+++ Given data +++
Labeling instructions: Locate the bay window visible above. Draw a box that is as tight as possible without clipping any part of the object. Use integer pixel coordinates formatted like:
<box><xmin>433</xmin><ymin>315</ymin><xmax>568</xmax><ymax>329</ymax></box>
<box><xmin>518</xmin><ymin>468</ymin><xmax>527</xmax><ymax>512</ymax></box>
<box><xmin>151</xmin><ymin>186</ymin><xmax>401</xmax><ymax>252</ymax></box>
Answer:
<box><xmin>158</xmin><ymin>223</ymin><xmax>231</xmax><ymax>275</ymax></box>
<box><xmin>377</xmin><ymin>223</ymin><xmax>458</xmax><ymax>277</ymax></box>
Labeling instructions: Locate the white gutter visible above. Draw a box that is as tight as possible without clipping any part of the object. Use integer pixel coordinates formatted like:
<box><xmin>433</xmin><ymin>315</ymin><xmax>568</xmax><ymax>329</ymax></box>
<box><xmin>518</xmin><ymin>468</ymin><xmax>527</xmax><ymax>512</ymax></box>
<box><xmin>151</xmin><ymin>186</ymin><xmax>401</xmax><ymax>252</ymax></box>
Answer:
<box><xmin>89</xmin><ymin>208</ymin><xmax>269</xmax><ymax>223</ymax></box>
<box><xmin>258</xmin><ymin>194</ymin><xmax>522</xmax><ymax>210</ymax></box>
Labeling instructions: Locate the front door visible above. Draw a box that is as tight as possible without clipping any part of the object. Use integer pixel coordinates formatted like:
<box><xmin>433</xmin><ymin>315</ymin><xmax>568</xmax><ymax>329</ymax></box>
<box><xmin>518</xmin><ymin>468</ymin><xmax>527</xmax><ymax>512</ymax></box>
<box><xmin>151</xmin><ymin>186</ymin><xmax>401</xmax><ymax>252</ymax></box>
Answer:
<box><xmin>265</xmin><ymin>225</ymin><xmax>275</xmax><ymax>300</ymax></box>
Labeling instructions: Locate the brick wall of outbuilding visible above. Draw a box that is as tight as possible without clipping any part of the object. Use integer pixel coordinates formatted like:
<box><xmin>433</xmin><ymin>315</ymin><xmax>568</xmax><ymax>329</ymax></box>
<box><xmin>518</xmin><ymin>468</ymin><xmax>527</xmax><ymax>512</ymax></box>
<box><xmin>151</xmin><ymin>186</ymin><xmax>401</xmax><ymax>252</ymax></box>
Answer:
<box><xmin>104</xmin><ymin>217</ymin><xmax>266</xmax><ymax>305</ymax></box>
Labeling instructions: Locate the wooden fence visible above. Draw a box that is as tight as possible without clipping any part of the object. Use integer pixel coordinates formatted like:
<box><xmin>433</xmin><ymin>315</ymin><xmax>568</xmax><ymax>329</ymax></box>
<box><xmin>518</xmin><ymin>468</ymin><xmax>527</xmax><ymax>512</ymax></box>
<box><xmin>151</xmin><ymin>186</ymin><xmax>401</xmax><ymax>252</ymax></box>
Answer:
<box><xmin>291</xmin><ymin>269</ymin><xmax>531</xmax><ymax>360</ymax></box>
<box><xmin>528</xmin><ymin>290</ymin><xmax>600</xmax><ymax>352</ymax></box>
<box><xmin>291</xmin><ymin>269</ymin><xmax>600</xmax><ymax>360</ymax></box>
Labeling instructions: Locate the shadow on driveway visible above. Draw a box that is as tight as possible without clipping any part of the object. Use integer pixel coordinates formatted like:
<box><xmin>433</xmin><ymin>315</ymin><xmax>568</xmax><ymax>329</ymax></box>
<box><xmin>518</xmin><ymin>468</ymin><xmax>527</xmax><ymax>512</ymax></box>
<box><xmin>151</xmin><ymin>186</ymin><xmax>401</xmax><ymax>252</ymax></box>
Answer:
+++
Exercise directions:
Could you set out every line of the records above as a numbered list, dropping any blank lines?

The output:
1. Labeling instructions: Locate the bay window visible above. Draw a box that is as tight as possible without clipping any part of the object. Use integer pixel coordinates formatted like:
2. <box><xmin>433</xmin><ymin>315</ymin><xmax>568</xmax><ymax>329</ymax></box>
3. <box><xmin>518</xmin><ymin>468</ymin><xmax>527</xmax><ymax>512</ymax></box>
4. <box><xmin>151</xmin><ymin>186</ymin><xmax>401</xmax><ymax>252</ymax></box>
5. Answer:
6. <box><xmin>158</xmin><ymin>223</ymin><xmax>231</xmax><ymax>275</ymax></box>
7. <box><xmin>377</xmin><ymin>223</ymin><xmax>458</xmax><ymax>277</ymax></box>
8. Labeling instructions: Locate the white gutter visible above. Draw a box that is as tight as possible without clipping any part of the object. Use integer pixel coordinates formatted like:
9. <box><xmin>433</xmin><ymin>315</ymin><xmax>568</xmax><ymax>329</ymax></box>
10. <box><xmin>518</xmin><ymin>468</ymin><xmax>527</xmax><ymax>512</ymax></box>
11. <box><xmin>151</xmin><ymin>186</ymin><xmax>401</xmax><ymax>252</ymax></box>
12. Answer:
13. <box><xmin>89</xmin><ymin>208</ymin><xmax>269</xmax><ymax>223</ymax></box>
14. <box><xmin>258</xmin><ymin>194</ymin><xmax>522</xmax><ymax>210</ymax></box>
15. Labeling instructions: Locate the front door visible above. Draw a box that is as tight as possible without clipping any part of the object. Use integer pixel coordinates formatted like:
16. <box><xmin>433</xmin><ymin>315</ymin><xmax>568</xmax><ymax>329</ymax></box>
17. <box><xmin>518</xmin><ymin>468</ymin><xmax>527</xmax><ymax>512</ymax></box>
18. <box><xmin>151</xmin><ymin>186</ymin><xmax>401</xmax><ymax>252</ymax></box>
19. Answer:
20. <box><xmin>265</xmin><ymin>225</ymin><xmax>275</xmax><ymax>300</ymax></box>
21. Labeling instructions: Locate the brick wall of outbuilding visible above. Draw a box that is as tight as possible without clipping any part of the object. Use integer pixel coordinates formatted like:
22. <box><xmin>433</xmin><ymin>315</ymin><xmax>568</xmax><ymax>329</ymax></box>
23. <box><xmin>518</xmin><ymin>468</ymin><xmax>527</xmax><ymax>512</ymax></box>
24. <box><xmin>151</xmin><ymin>186</ymin><xmax>401</xmax><ymax>252</ymax></box>
25. Answer:
26. <box><xmin>104</xmin><ymin>217</ymin><xmax>266</xmax><ymax>305</ymax></box>
27. Labeling instructions: Locate the wooden fence visible above. Draw a box that is as tight as possible without clipping any part of the object. Use integer pixel coordinates formatted like:
28. <box><xmin>433</xmin><ymin>315</ymin><xmax>568</xmax><ymax>329</ymax></box>
29. <box><xmin>518</xmin><ymin>468</ymin><xmax>527</xmax><ymax>512</ymax></box>
30. <box><xmin>151</xmin><ymin>186</ymin><xmax>401</xmax><ymax>252</ymax></box>
31. Answer:
32. <box><xmin>291</xmin><ymin>269</ymin><xmax>531</xmax><ymax>360</ymax></box>
33. <box><xmin>528</xmin><ymin>290</ymin><xmax>600</xmax><ymax>352</ymax></box>
34. <box><xmin>291</xmin><ymin>269</ymin><xmax>600</xmax><ymax>360</ymax></box>
35. Labeling instructions: Locate the shadow on driveway visible above. Draw a box that is as tight as possible without clipping any part of the object. Use integer pixel coordinates formatted like:
36. <box><xmin>433</xmin><ymin>315</ymin><xmax>568</xmax><ymax>329</ymax></box>
37. <box><xmin>518</xmin><ymin>468</ymin><xmax>527</xmax><ymax>512</ymax></box>
38. <box><xmin>151</xmin><ymin>186</ymin><xmax>401</xmax><ymax>252</ymax></box>
39. Answer:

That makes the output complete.